■ **What you will do**
Among the entries below, tally the lines that include "light", and give the number alone.

■ **Input**
━━━━━━━━━━━━━━━━━━━━

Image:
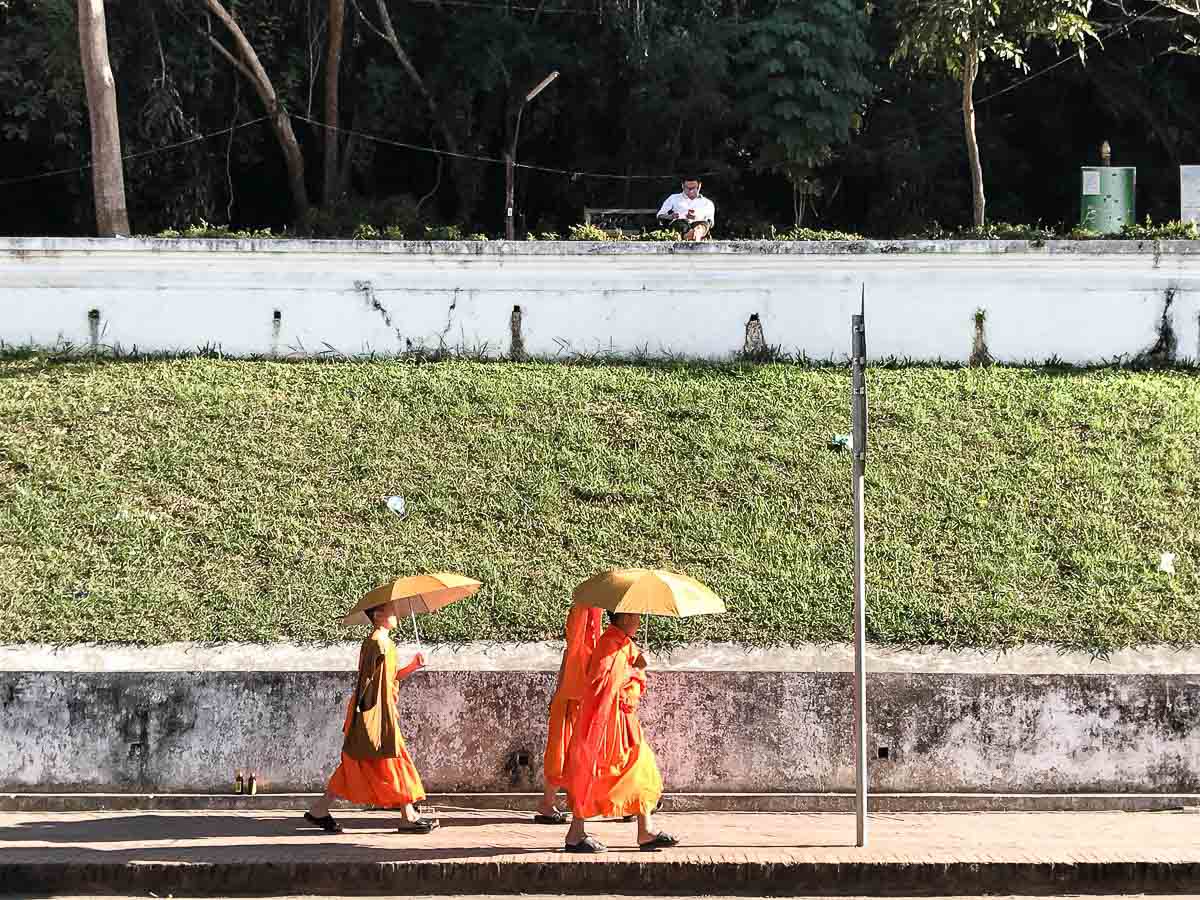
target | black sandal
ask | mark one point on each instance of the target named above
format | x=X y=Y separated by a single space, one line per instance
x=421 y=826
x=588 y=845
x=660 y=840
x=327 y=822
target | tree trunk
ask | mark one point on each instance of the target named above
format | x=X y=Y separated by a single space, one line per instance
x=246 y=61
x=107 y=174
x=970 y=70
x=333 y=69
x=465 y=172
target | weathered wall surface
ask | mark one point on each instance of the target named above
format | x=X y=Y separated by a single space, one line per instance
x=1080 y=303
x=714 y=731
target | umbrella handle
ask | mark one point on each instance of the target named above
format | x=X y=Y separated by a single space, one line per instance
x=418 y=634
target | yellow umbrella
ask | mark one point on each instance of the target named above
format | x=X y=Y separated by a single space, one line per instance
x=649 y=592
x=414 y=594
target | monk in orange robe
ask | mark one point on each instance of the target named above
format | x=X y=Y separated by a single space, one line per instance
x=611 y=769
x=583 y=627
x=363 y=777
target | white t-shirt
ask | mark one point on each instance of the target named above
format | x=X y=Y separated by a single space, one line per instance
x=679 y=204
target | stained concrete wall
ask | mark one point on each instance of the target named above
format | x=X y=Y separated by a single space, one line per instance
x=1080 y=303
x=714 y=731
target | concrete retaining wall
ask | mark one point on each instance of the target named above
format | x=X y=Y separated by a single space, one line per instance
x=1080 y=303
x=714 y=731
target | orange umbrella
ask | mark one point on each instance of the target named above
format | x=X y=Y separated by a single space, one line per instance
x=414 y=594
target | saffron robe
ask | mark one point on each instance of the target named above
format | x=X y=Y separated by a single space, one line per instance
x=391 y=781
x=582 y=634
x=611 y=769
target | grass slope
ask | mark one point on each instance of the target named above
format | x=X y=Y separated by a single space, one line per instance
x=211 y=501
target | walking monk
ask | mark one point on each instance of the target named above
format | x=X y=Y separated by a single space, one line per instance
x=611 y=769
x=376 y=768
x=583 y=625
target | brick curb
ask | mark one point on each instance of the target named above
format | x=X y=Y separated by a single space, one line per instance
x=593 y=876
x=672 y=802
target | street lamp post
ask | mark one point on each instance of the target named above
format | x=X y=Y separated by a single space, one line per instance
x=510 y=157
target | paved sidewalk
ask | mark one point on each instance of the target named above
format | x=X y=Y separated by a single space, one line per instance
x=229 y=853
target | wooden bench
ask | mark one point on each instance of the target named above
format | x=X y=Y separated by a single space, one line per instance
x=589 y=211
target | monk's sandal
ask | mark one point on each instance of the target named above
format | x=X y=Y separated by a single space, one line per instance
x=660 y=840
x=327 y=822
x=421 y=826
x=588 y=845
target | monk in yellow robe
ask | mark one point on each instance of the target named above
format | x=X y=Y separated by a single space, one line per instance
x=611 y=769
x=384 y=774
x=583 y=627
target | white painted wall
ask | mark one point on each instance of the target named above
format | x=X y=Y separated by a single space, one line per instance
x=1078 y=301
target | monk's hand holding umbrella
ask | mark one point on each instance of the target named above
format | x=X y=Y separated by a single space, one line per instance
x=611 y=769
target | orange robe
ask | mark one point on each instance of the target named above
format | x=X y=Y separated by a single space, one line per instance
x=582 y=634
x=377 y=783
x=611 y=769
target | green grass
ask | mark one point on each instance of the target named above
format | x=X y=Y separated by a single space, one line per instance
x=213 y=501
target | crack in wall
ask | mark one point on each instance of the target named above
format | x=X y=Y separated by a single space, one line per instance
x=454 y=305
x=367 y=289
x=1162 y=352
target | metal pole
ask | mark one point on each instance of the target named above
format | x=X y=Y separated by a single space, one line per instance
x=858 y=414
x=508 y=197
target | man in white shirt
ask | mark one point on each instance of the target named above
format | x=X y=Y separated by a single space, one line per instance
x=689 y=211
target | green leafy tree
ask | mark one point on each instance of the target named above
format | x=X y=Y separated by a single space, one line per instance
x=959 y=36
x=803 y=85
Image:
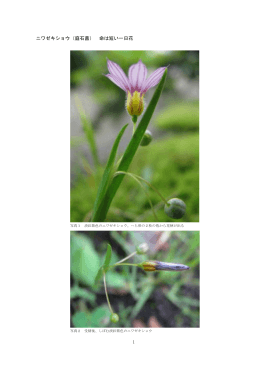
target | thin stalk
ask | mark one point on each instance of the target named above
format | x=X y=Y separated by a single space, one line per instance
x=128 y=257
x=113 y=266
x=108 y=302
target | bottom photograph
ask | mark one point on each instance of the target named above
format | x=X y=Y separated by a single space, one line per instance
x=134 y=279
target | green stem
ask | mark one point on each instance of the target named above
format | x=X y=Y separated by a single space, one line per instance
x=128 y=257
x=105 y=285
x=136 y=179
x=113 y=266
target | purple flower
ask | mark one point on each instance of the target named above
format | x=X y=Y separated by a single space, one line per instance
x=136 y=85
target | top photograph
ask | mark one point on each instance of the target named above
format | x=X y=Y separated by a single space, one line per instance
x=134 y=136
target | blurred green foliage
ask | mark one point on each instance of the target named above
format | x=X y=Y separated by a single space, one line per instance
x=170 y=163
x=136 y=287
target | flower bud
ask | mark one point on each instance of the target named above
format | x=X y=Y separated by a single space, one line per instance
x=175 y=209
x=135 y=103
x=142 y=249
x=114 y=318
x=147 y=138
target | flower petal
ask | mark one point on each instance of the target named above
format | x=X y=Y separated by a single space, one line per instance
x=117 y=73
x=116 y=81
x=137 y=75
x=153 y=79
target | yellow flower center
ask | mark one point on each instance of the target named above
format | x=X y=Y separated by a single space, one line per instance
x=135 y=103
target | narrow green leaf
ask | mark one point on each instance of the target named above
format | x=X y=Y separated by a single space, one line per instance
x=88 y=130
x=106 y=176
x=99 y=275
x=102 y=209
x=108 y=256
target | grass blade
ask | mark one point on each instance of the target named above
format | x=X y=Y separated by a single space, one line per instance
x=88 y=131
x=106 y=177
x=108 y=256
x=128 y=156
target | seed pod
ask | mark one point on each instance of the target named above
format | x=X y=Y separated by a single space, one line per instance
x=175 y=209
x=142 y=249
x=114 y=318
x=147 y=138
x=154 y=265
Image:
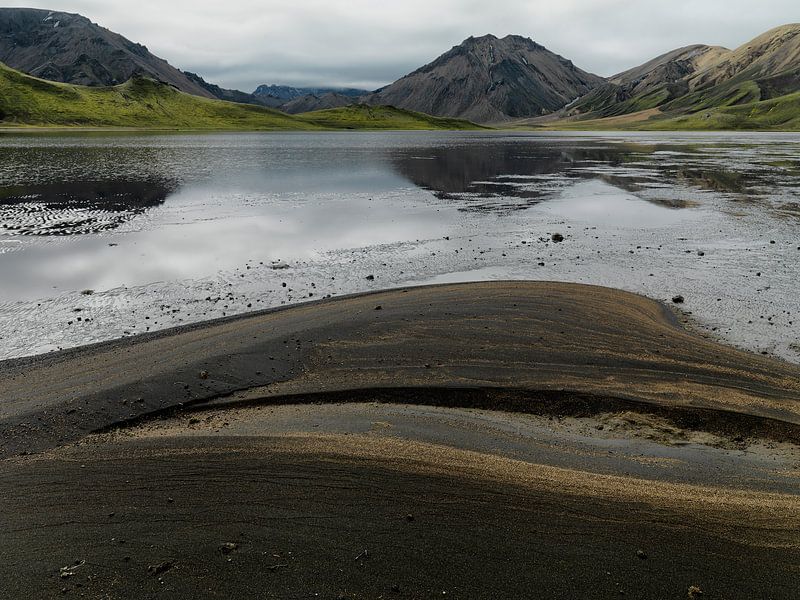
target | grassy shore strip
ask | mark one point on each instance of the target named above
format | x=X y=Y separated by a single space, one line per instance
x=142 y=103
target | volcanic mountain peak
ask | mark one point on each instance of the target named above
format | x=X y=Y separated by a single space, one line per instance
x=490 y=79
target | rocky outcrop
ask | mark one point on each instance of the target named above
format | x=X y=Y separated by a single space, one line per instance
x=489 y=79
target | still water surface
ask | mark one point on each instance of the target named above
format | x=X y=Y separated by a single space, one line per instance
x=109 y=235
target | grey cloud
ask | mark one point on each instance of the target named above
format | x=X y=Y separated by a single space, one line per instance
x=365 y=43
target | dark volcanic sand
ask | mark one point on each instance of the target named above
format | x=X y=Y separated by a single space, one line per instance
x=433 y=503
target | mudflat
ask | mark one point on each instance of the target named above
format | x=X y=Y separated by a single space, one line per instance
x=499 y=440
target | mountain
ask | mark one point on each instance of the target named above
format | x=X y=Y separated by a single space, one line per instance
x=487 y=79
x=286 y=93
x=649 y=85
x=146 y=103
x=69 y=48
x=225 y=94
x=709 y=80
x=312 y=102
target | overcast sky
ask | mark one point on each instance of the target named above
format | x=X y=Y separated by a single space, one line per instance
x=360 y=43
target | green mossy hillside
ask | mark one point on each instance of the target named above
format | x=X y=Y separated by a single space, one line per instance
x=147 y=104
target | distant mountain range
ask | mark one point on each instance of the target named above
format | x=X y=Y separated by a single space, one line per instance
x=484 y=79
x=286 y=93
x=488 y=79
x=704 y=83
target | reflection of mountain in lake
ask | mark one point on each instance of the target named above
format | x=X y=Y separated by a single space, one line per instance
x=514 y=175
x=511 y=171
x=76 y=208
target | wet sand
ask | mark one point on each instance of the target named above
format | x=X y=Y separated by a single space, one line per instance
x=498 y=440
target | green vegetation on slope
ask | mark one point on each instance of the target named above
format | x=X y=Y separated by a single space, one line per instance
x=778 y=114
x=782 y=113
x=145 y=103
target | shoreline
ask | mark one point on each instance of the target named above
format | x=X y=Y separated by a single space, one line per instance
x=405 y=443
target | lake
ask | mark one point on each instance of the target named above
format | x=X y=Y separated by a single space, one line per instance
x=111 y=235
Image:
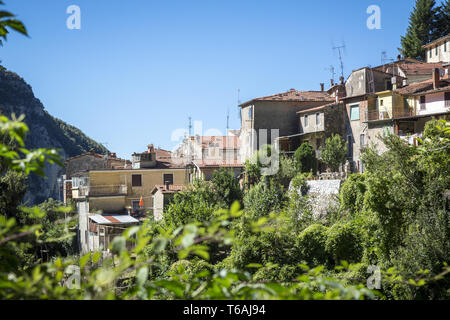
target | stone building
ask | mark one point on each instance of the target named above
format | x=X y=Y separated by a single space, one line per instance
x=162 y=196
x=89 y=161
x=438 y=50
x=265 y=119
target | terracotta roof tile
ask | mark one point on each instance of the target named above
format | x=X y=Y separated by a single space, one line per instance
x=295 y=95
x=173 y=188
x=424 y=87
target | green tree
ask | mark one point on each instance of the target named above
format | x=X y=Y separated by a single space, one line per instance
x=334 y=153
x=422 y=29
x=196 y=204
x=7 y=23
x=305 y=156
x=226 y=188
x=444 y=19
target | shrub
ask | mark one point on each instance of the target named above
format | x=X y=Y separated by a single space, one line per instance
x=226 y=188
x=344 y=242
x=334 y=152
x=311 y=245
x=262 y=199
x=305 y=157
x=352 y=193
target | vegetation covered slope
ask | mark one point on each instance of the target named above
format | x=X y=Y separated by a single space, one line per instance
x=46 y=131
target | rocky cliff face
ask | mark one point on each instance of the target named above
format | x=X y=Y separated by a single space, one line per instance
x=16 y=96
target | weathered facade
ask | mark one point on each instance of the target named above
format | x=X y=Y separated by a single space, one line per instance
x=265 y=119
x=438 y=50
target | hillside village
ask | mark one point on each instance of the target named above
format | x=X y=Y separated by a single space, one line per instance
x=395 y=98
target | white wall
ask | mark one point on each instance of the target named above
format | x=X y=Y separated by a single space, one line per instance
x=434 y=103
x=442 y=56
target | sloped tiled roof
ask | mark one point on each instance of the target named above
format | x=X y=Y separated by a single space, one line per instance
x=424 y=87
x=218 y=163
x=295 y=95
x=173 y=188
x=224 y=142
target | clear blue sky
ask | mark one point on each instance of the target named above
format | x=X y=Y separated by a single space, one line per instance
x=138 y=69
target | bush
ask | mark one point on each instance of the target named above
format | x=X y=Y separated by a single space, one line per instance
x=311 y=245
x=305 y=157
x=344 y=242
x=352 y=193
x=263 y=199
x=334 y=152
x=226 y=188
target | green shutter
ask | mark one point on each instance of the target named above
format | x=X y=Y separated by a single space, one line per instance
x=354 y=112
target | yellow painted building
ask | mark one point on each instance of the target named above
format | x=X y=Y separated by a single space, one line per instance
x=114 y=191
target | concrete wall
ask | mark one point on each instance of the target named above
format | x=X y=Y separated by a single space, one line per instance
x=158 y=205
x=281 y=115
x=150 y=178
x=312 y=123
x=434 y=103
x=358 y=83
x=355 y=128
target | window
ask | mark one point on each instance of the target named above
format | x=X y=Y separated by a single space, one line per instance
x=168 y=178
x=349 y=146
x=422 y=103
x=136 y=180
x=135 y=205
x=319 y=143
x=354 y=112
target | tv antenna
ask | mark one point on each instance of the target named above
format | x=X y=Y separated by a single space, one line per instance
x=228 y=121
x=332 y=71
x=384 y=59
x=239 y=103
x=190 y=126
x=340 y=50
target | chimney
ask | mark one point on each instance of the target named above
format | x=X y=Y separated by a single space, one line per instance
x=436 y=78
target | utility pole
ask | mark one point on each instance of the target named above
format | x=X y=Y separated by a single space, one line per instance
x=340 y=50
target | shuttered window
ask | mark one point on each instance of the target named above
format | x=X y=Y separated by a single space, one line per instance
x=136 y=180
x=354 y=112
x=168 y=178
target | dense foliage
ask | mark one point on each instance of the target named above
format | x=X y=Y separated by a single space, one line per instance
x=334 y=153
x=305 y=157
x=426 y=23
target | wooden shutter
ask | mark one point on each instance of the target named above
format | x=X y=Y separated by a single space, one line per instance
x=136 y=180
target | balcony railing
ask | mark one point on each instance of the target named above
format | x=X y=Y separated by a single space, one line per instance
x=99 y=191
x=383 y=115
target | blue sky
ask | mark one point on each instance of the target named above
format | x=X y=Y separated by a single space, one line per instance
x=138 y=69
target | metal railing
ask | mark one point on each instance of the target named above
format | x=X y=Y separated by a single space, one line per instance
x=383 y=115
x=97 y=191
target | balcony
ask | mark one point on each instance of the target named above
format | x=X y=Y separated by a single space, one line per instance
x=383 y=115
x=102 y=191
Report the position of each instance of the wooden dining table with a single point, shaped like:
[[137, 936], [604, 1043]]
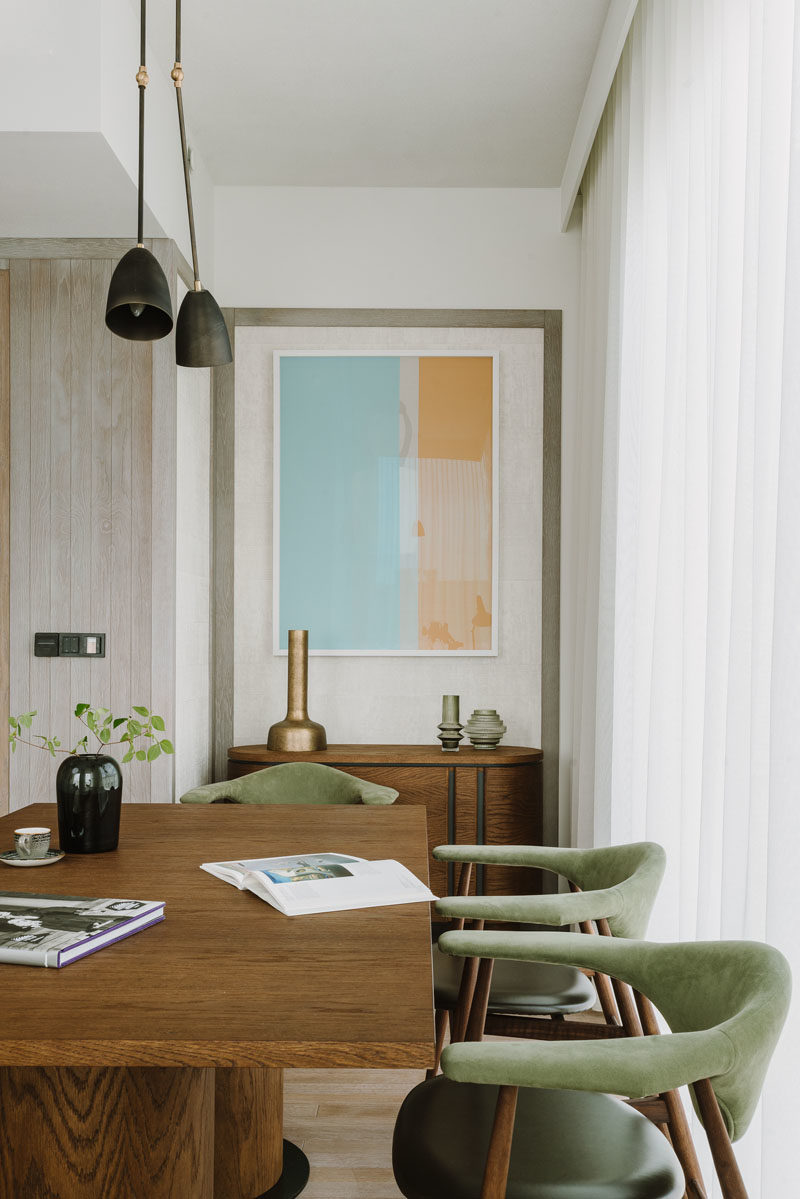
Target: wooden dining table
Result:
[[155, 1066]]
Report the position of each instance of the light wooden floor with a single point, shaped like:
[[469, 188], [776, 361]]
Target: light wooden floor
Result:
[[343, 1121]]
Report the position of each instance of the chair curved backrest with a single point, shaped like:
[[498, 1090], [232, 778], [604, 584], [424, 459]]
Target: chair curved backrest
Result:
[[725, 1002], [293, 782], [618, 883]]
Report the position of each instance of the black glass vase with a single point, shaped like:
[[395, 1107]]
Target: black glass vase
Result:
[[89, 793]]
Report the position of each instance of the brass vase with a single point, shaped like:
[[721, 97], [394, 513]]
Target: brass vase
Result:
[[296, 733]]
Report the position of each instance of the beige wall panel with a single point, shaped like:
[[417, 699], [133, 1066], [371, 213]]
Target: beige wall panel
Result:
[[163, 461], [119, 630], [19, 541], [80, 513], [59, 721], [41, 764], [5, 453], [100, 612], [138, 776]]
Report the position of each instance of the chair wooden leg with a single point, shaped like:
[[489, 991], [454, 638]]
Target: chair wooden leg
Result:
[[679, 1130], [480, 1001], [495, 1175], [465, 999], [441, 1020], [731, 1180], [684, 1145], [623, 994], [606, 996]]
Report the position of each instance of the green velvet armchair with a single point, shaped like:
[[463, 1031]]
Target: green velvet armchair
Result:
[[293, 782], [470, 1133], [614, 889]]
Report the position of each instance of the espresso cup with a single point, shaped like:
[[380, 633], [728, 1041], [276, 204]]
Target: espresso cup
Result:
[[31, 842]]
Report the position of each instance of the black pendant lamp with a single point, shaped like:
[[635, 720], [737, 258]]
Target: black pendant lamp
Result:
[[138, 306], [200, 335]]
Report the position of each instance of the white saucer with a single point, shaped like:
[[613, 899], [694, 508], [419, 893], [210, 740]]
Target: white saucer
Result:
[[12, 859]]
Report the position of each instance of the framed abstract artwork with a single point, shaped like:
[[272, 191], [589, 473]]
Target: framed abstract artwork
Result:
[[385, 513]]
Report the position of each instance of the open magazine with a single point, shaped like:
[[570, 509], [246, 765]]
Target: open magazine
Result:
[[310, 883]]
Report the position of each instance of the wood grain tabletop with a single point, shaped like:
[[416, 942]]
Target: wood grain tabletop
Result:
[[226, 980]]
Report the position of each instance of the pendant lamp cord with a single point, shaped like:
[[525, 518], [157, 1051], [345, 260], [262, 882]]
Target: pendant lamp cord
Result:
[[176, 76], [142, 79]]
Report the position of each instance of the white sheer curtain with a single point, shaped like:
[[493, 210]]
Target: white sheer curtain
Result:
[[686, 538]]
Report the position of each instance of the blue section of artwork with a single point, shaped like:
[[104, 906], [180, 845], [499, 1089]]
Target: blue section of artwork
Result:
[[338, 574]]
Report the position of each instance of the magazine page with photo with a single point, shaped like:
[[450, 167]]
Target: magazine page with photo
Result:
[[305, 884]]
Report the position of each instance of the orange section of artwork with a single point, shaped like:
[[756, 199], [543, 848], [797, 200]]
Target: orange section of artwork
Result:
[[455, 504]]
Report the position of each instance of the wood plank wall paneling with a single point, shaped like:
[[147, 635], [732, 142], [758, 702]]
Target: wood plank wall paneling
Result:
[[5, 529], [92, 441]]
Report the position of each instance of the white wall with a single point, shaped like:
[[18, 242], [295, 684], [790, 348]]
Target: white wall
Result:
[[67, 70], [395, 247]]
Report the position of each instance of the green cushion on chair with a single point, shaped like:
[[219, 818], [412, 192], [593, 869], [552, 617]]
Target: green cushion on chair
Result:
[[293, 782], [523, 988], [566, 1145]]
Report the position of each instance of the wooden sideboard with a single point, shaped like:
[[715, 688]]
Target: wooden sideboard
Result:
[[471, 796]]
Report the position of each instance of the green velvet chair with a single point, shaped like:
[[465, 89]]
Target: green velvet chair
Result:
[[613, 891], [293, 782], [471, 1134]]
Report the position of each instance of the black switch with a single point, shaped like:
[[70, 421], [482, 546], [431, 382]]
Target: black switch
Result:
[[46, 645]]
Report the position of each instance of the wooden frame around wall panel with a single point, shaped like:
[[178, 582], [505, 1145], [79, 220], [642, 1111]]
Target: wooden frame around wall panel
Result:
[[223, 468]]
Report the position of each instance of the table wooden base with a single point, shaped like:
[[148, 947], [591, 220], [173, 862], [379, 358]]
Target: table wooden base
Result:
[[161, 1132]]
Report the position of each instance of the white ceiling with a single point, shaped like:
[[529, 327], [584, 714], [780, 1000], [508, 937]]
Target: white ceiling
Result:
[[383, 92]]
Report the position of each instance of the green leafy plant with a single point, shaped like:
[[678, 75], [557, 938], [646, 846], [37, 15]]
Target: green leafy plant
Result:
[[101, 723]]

━━━━━━━━━━━━━━━━━━━━

■ **Finished exercise**
2